## Esercizio breve a
Nell'intervista a Farinetti sul suo romanzo, perché lui dice di averci inserito anche un thriller? Rispondi in una o due frasi.

-------- Fonte --------

Farinetti, da imprenditore a romanziere?

"Ci ho messo cinque anni a scrivere questo romanzo".

Perché lo ha scritto?

"Perché avevo voglia. Volevo vedere se ero capace di mettere la mia morale dentro un romanzo. Etica ed estetica: giusto e ingiusto, onesto e disonesto, bello e brutto".

È importante la sua morale?

"Non so. So che al mondo ci sono gli umili che la propria morale se la tengono. E i presuntuosi come me che pensano di doverla rendere pubblica ed estenderla agli altri".

E di cosa voleva parlare in questo romanzo?

"Avevo voglia di parlare di famiglia, di amore, di coraggio, del tempo, della lettura. Dentro il romanzo poi ci ho messo anche un thriller per tenere alta l'attenzione. Le due scuse, narrativa e thriller, alla fine hanno superato la mia morale. Del resto lo diceva Hemingway: prendi il protagonista lo butti dentro il libro e poi fai fare a lui e tu lo segui. È andata così. Il protagonista mi ha preso la mano".

Lei dice "famiglia". Si riferisce alla sua famiglia?

"No, nella mia famiglia c'era un'armonia pazzesca. Ma io sono un grande lettore di Thomas Mann, e dei Buddenbrook soprattutto, questo libro incredibile, fantastico, che Mann scrisse in Italia a 26 anni. Mi sono ispirato a quella famiglia dei Buddenbrook".

Lei è nato ad Alba. Patria del tartufo, del vino dolcetto. Ha influito questo nel suo amore per la produzione e la vendita del cibo?

"Dolcetto? Mi piace che lei dica dolcetto, invece di dire Barbaresco o Barolo. Il dolcetto è il vino povero delle Langhe. È il vino che mi ha accompagnato nelle mie sbronze giovanili. Non ci potevamo permettere il barolo".

Quindi ha influito?

"Sono nato il 24 settembre in piena vendemmia. Mio padre era nato nel paese che si chiama Barbaresco e mia madre a Barolo. Vede: nessuno decide dove nascere, Io sono stato molto fortunato a nascere in quella famiglia e in quel luogo".

Chi era suo padre?

"Mio padre è stato un grande comandante partigiano. Dei partigiani buoni. Non ha mai ucciso un fascista. Era un partigiano moderato, pieno di valori. Me li ha tramandati tutti".

Sua madre?

"Grande lavoratrice. Mio padre imprenditore. Chi ha fortuna nella vita deve farsela perdonare. Io l'ho avuta".

Suo padre le parlava della guerriglia sui monti piemontesi?

"Non parlava d'altro. Chi ha vissuto quei 20 mesi della Resistenza è stato segnato profondamente. Lui è sempre rimasto il comandante Paolo. E quando parlava di affari ci metteva dentro i valori della resistenza. Libertà, onestà, rispetto".

--------

## Esercizio breve b
Trasforma in un elenco numerato le righe riportate più sotto, cominciando da quella che contiene "cat's eye, shaped like this sample" e finendo con l'ultima riga, estremi compresi. Salta le righe vuote e lascia fuori le immagini.

-------- Materiale fornito --------

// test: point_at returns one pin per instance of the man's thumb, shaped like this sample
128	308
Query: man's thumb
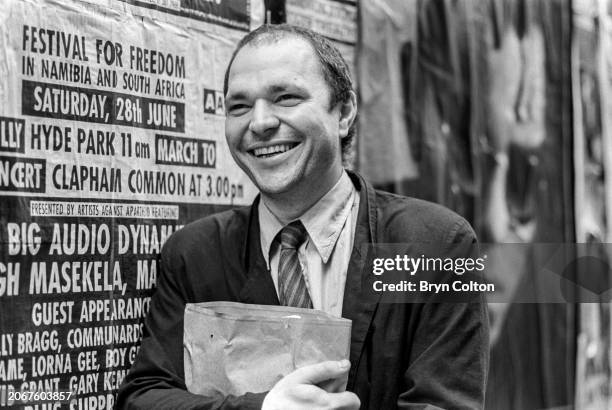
319	372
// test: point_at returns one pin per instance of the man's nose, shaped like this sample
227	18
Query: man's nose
263	121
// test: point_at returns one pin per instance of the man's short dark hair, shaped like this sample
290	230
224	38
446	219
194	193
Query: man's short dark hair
335	70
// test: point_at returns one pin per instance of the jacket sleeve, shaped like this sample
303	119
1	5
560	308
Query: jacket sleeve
156	379
449	356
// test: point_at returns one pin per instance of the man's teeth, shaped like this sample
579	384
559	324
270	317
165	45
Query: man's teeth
274	149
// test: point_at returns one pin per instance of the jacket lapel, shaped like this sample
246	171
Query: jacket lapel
258	287
355	306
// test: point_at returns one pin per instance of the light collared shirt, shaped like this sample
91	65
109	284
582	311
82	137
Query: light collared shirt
325	255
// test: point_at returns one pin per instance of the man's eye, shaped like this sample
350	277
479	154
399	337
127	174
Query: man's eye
237	109
288	99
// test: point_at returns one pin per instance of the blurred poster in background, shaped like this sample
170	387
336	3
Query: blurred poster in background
111	139
468	104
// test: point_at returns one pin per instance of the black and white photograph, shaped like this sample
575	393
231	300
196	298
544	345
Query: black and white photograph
306	204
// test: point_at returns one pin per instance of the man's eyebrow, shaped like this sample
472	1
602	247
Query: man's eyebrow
235	96
272	89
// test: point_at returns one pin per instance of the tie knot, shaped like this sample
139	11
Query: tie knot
293	235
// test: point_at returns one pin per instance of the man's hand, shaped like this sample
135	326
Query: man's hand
299	390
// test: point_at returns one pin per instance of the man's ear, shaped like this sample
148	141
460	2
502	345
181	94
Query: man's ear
348	112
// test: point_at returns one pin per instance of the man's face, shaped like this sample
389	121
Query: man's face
280	127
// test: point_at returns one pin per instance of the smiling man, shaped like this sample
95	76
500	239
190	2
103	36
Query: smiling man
290	116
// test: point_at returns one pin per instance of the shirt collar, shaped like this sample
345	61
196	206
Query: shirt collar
323	221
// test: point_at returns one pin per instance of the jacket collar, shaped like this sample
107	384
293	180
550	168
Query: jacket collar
259	287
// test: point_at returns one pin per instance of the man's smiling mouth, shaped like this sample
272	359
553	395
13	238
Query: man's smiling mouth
272	150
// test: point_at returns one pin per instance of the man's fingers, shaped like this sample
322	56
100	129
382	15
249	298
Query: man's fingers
316	373
344	401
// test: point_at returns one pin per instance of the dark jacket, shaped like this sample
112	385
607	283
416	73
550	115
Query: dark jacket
403	355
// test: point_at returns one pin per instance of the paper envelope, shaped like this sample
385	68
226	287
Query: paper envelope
234	348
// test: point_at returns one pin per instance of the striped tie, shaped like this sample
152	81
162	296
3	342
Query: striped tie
291	284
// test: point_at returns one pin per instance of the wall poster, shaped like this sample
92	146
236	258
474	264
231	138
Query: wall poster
111	139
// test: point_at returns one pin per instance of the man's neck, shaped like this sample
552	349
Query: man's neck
289	206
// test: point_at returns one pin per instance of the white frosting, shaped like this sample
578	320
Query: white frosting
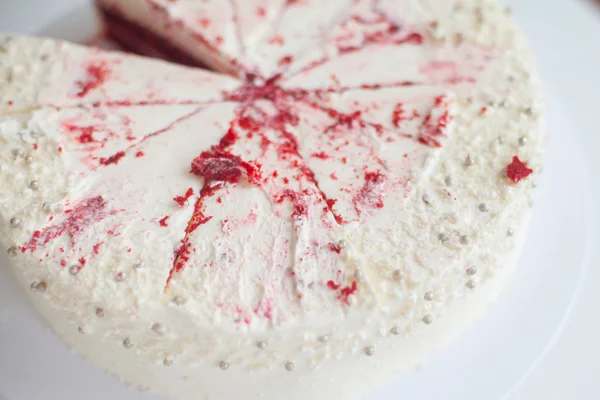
406	135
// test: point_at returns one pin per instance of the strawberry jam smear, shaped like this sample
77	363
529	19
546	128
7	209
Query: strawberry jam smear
220	165
517	170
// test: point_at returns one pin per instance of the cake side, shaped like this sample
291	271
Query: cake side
385	216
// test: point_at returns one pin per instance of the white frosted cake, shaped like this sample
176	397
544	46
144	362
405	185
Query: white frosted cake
318	215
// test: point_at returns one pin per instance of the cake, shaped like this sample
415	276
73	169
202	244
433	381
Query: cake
341	194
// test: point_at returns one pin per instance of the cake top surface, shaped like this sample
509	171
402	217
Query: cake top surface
368	155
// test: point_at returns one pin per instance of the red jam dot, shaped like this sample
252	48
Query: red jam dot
517	170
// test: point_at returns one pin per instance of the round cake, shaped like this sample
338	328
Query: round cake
340	195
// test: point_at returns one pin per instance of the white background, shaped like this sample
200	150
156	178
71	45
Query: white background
566	37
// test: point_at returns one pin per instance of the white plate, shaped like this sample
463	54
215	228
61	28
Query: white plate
486	362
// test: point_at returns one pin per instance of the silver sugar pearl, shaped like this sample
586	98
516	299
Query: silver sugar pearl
17	153
261	345
398	275
224	365
42	286
12	251
158	328
290	366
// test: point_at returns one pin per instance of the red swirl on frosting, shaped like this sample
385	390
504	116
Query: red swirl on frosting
517	170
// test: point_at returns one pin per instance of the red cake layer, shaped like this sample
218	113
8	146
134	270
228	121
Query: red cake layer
137	39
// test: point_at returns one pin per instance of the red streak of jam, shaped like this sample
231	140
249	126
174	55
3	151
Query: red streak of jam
220	165
332	285
97	248
345	292
183	200
370	195
96	75
335	248
164	221
83	216
322	155
517	170
114	159
398	115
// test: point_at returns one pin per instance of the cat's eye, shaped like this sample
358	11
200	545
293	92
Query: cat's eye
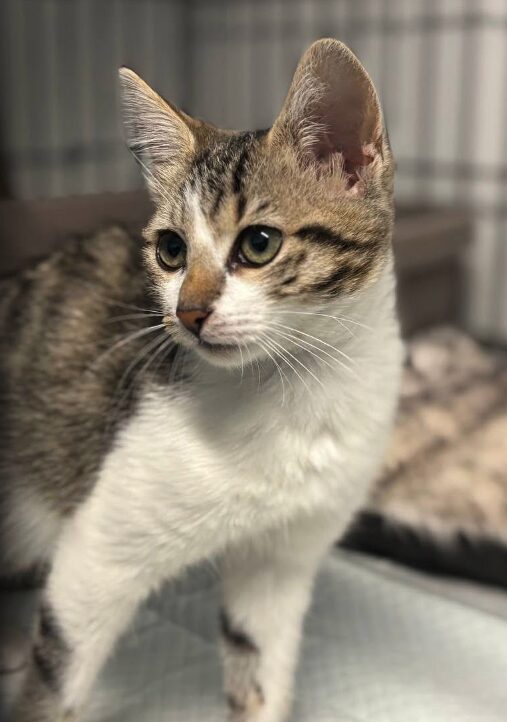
171	250
258	245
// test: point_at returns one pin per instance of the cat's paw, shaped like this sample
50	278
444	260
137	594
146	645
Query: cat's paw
252	707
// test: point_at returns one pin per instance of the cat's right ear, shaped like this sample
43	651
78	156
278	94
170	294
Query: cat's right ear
158	134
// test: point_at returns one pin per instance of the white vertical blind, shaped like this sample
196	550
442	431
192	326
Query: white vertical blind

--------

## Soluzione a
Farinetti dice di aver inserito un thriller nel romanzo per tenere alta l'attenzione.

## Soluzione b
1. // test: point_at returns one pin per instance of the cat's eye, shaped like this sample
2. 358	11
3. 200	545
4. 293	92
5. Query: cat's eye
6. 171	250
7. 258	245
8. // test: point_at returns one pin per instance of the cat's paw, shaped like this sample
9. 50	278
10. 444	260
11. 137	594
12. 146	645
13. Query: cat's paw
14. 252	707
15. // test: point_at returns one pin per instance of the cat's right ear, shaped like this sample
16. 43	651
17. 78	156
18. 278	94
19. 170	294
20. Query: cat's right ear
21. 158	134
22. // test: point_at returns one pin per instance of the white vertical blind, shaped like this sample
23. 196	550
24. 442	431
25. 192	326
26. Query: white vertical blind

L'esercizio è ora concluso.